** Passage to read follows **
Maxim Loskutoff

Writer

Maxim Loskutoff is the award-winning author of RUTHIE FEAR and COME WEST AND SEE. His stories and essays have appeared in numerous periodicals, including the New York Times, Chicago Tribune, Ploughshares, and GQ. Other honors include the High Plains Book Award, Nelson Algren Award, and Montana Innovation Award. A Yaddo and MacDowell fellow, he lives in the Rocky Mountains of western Montana where he was raised. His next novel OLD KING will be published by W.W. Norton in 2024.

Q: Tell us about your journey as a writer (How did you get started? What propelled you into the industry? Were there pivotal moments or key inspirations?)

As a boy walking in the Montana woods, I felt that literally anything was possible around each bend. From the towering beauty of a hawk skimming over a snow-covered field of scree, to the horror of a mutilated deer carcass, and beyond: spirits, ghosts, the whispered memories of the land. I knew they were present because I felt them. It’s this sense of wonder and possibility that drew me to writing. Attempting to express the inexpressible. The boundless human potential when we reconnect with the earth, and the freedom and surrender of reacquainting ourselves with everything else alive.

Q: What genre/s do you write in? What aspects of this genre or genres captivate you most?
** End of Passage to read **
Exercises:
a. In the profile of Maxim Loskutoff, which publisher is named for his novel OLD KING?
b. Name every periodical that the Maxim Loskutoff profile says has published his stories and essays.
c. Reproduce the Maxim Loskutoff profile word for word from "As a boy walking" to "captivate you most?".
The rows that come next have no connection to the profile of Maxim Loskutoff.
** Information provided follows **
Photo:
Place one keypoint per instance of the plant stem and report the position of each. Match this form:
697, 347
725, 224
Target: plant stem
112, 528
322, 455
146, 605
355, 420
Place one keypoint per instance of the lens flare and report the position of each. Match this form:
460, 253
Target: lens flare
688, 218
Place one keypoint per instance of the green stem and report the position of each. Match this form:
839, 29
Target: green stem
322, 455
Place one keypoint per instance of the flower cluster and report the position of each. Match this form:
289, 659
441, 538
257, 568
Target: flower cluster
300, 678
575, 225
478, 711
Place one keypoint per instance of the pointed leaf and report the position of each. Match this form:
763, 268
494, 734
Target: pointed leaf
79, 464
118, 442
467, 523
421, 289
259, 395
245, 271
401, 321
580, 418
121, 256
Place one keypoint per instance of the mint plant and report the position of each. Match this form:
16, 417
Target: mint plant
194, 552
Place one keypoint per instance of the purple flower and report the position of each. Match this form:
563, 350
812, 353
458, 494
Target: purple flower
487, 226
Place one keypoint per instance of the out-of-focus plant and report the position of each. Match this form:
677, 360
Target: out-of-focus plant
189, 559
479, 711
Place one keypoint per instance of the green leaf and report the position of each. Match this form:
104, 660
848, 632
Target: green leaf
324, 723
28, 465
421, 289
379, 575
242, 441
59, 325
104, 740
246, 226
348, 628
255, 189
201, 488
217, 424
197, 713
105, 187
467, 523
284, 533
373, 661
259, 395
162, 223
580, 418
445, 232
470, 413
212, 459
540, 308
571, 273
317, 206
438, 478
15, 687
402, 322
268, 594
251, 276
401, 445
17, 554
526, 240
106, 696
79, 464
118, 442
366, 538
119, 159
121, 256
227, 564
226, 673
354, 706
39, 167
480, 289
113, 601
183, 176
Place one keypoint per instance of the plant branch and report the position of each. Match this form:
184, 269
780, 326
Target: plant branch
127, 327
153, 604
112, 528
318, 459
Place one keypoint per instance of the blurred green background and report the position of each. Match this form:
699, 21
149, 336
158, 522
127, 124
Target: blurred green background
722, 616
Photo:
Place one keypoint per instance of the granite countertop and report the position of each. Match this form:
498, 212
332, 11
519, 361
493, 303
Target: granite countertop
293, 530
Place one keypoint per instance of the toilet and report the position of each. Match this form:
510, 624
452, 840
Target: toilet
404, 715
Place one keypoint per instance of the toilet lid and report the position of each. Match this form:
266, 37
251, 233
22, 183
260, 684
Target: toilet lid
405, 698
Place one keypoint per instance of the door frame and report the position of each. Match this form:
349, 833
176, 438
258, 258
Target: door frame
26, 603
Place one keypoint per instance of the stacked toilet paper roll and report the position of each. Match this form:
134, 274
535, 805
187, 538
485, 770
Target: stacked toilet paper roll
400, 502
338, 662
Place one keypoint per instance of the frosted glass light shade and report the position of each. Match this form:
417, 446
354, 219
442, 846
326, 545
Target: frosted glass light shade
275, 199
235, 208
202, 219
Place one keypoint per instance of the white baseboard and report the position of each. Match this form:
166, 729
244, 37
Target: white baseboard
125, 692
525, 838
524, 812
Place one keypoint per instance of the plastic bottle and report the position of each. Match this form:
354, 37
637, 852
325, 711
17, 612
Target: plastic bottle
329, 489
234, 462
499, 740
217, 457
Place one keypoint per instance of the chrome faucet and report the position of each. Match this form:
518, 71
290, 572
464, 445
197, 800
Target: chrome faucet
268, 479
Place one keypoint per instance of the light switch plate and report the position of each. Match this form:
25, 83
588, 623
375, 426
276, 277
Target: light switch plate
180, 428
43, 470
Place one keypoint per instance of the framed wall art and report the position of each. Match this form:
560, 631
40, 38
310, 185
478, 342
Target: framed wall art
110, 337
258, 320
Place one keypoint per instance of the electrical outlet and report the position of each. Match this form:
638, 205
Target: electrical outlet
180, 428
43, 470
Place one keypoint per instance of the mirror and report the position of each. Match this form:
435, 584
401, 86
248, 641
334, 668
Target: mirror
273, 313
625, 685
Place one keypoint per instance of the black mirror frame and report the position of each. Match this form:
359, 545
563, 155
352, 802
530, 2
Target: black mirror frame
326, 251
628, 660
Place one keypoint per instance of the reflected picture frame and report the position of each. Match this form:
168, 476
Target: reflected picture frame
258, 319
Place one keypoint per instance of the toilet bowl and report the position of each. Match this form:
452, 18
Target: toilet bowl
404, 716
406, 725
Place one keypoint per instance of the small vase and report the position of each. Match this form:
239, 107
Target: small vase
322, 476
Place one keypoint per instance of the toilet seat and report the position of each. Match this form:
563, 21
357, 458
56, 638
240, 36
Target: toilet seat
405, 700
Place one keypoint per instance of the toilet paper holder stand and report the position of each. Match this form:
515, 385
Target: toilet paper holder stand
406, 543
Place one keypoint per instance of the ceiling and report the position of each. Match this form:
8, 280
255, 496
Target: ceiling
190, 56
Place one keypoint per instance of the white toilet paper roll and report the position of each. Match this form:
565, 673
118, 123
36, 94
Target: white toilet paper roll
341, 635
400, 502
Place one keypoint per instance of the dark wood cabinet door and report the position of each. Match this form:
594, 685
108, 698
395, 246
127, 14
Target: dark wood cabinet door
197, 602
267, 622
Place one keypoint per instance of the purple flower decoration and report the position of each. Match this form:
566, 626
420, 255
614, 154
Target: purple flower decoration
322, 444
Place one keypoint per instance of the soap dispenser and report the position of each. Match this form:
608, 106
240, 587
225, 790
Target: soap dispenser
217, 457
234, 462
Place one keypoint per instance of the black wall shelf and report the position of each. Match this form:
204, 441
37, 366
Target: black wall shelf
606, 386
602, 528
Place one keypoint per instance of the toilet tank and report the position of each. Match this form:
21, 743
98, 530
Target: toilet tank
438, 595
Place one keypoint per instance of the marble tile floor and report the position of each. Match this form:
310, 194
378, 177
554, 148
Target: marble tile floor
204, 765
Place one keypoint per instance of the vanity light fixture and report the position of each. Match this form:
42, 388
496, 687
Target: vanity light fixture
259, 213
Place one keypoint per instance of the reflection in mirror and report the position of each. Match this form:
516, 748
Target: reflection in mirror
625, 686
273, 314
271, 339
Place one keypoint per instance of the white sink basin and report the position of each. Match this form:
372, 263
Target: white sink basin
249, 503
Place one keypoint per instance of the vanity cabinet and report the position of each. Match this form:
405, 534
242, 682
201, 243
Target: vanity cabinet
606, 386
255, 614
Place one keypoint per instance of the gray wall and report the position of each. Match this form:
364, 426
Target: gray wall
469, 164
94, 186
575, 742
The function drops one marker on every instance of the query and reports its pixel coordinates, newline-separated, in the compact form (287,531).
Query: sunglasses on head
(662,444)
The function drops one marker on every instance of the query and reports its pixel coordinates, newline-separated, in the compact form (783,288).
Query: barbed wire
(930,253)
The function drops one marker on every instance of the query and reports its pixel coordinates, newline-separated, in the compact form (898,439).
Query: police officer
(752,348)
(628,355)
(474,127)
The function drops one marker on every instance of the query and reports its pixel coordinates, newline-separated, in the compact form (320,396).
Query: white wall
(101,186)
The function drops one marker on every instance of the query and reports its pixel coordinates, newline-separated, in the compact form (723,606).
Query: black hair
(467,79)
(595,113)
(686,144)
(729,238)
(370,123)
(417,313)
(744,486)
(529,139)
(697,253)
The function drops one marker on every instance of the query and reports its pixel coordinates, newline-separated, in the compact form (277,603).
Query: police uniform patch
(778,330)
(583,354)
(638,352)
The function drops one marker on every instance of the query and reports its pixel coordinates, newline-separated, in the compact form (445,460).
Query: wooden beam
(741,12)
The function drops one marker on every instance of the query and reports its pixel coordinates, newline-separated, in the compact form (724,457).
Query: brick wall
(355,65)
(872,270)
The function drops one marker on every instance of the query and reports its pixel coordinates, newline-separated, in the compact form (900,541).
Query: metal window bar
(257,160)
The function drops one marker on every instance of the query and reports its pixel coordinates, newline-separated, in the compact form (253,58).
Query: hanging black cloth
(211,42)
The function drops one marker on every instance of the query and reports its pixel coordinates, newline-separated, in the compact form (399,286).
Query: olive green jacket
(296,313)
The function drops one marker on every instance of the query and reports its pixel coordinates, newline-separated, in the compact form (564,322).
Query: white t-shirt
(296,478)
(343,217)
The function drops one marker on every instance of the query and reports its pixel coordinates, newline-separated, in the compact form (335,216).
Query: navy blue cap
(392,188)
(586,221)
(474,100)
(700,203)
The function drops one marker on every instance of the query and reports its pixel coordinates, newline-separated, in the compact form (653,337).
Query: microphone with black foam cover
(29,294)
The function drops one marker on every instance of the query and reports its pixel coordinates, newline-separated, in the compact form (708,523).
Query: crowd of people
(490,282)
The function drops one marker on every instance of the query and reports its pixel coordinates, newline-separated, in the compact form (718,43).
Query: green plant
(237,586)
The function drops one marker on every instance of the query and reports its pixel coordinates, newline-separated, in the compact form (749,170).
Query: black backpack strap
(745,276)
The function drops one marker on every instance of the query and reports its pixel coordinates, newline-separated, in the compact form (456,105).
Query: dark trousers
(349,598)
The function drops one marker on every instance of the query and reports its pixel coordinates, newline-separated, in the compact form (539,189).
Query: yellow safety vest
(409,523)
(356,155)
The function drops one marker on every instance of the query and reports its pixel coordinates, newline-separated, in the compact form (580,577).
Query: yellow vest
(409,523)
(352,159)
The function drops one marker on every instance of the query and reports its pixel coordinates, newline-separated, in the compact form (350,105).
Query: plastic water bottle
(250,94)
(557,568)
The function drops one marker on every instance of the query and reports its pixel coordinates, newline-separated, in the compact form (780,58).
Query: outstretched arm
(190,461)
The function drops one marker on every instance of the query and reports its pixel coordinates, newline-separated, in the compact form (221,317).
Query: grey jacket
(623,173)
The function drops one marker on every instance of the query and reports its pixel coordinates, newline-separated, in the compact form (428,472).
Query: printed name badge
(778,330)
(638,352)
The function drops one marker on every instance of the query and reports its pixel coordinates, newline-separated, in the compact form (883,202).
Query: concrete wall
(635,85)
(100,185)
** End of Information provided **
Response list:
a. W.W. Norton

b. New York Times, Chicago Tribune, Ploughshares, GQ

c.
As a boy walking in the Montana woods, I felt that literally anything was possible around each bend. From the towering beauty of a hawk skimming over a snow-covered field of scree, to the horror of a mutilated deer carcass, and beyond: spirits, ghosts, the whispered memories of the land. I knew they were present because I felt them. It’s this sense of wonder and possibility that drew me to writing. Attempting to express the inexpressible. The boundless human potential when we reconnect with the earth, and the freedom and surrender of reacquainting ourselves with everything else alive.

Q: What genre/s do you write in? What aspects of this genre or genres captivate you most?